What you should do :: Extend the commentary on the Chrysler bankruptcy sale, continuing on from its final sentence.

As I write this, the United States Court of Appeals for the Second Circuit is hearing the appeal of the Indiana Pensioners to Judge Gonzalez's ruling to allow for the 363(b) sale of substantially all of Chrysler's assets to NewChrysler.
As I mentioned in an earlier post, I believe the logic laid out in Judge Gonzalez's opinion was well reasoned, but I believe the conclusion is wrong, but the Judge could only rule on the evidence presented to him.
Now, I'm not saying that Judge Gonzalez should have concluded differently, but it would have required him to ask the parties to come back with more information.
Judge Gonzalez's opinion relied on three key assumptions, both of which, I believe, could have been challenged if the Indiana Pensioners had brought in additional experts. The three assumptions that I am referring to are:
- That Chrysler is a wasting asset;
- That the value being paid by NewChrysler for substantially all of the Estate's assets is fair ; and
- That the consideration being provided to the Union through the VEBA is being paid by NewChrysler and, thus, didn't violate the priority of claims against the estate.
Chrysler as a Wasting Asset
It was imperative for the parties favoring the sale to convince the Judge that Chrysler is a wasting asset in bankruptcy and that it was urgent that the business be sold immediately to maximize the value to the Debtor's estate. The Lionel case stated that "The rule we adopt requires that a judge determining a Sec. 363(b) application expressly find from the evidence presented before him at the hearing a good business reason to grant such an application."

Supplied data ::
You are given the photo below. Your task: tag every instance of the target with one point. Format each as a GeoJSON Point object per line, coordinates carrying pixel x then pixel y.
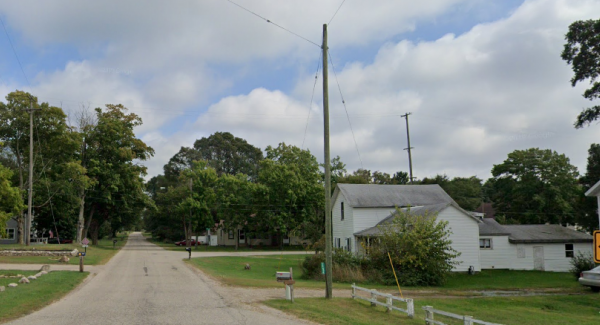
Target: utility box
{"type": "Point", "coordinates": [283, 276]}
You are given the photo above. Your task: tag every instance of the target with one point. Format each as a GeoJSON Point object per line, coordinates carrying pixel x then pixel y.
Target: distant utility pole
{"type": "Point", "coordinates": [409, 147]}
{"type": "Point", "coordinates": [328, 240]}
{"type": "Point", "coordinates": [28, 219]}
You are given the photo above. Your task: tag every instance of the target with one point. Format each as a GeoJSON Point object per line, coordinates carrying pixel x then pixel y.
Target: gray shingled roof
{"type": "Point", "coordinates": [434, 208]}
{"type": "Point", "coordinates": [372, 195]}
{"type": "Point", "coordinates": [533, 233]}
{"type": "Point", "coordinates": [491, 227]}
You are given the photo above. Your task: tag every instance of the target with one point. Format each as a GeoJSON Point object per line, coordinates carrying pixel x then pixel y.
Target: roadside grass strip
{"type": "Point", "coordinates": [29, 297]}
{"type": "Point", "coordinates": [96, 255]}
{"type": "Point", "coordinates": [230, 270]}
{"type": "Point", "coordinates": [560, 309]}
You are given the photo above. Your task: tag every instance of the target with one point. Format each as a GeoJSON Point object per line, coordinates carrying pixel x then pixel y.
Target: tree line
{"type": "Point", "coordinates": [87, 171]}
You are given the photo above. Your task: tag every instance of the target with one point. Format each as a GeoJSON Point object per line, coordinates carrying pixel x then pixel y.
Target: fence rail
{"type": "Point", "coordinates": [389, 300]}
{"type": "Point", "coordinates": [468, 320]}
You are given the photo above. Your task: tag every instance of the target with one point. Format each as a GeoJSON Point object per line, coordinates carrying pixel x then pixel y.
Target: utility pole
{"type": "Point", "coordinates": [28, 219]}
{"type": "Point", "coordinates": [409, 147]}
{"type": "Point", "coordinates": [328, 240]}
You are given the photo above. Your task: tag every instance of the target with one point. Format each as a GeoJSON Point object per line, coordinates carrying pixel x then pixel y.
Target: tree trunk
{"type": "Point", "coordinates": [87, 226]}
{"type": "Point", "coordinates": [81, 221]}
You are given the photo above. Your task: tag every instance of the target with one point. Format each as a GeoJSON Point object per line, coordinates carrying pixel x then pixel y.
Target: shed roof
{"type": "Point", "coordinates": [375, 196]}
{"type": "Point", "coordinates": [533, 233]}
{"type": "Point", "coordinates": [435, 208]}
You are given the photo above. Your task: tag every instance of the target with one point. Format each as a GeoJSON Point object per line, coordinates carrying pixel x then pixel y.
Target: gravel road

Reply ::
Further, the Lionel opinion stated:
In fashioning its findings, a bankruptcy judge must not blindly follow the hue and cry of the most vocal special interest groups; rather, he should consider all salient factors pertaining to the proceeding and, accordingly, act to further the diverse interests of the debtor, creditors and equity holders, alike. He might, for example, look to such relevant factors as the proportionate value of the asset to the estate as a whole, the amount of elapsed time since the filing, the likelihood that a plan of reorganization will be proposed and confirmed in the near future, the effect of the proposed disposition on future plans of reorganization, the proceeds to be obtained from the disposition vis-a-vis any appraisals of the property, which of the alternatives of use, sale or lease the proposal envisions and, most importantly perhaps, whether the asset is increasing or decreasing in value. This list is not intended to be exclusive, but merely to provide guidance to the bankruptcy judge.The Court stated that "a debtor applying under Sec. 363(b) carries the burden of demonstrating that a use, sale or lease out of the ordinary course of business will aid the debtor's reorganization" but that an objecting party "is required to produce some evidence respecting its objections."
I am not aware of any real challenge to the Debtor's position (other than the inclusion of some of the articles showing that Chrysler was actually performing reasonably well while in bankruptcy included in some of the objections filed by the dealers, and which I pointed out here and here).
I believe that the Indiana Pensioners could have engaged an expert who could have, at least, created doubt about the Debtor's assertion that there was a "good business reason" to rush through the 363(b) process because:
- There is no evidence that consumers would be unwilling to purchase a vehicle from a company undergoing reorganization through bankruptcy - and the President's promise to support warranties and to fund a successful exit was sufficient to insure that Chrysler's sales would not be impaired by the process (in fact, Chrysler's sales in May seem to have been little effected by the bankruptcy - there have been increased liquidation sales by dealers who are being dropped, but production has been shut down, limiting the availability of specific vehicles in particular markets).
- The shut down of Chrysler's facilities was partly due to a need to balance inventories. It seems that there was also a desire to provide the appearance that, without the close of the planned transaction, those plants would not be restarted. Since the funding for the running of those facilities would be provided by the DIP, the Judge would have to determine whether the coercive elements of the DIP proposal were in the best interests of the Estate.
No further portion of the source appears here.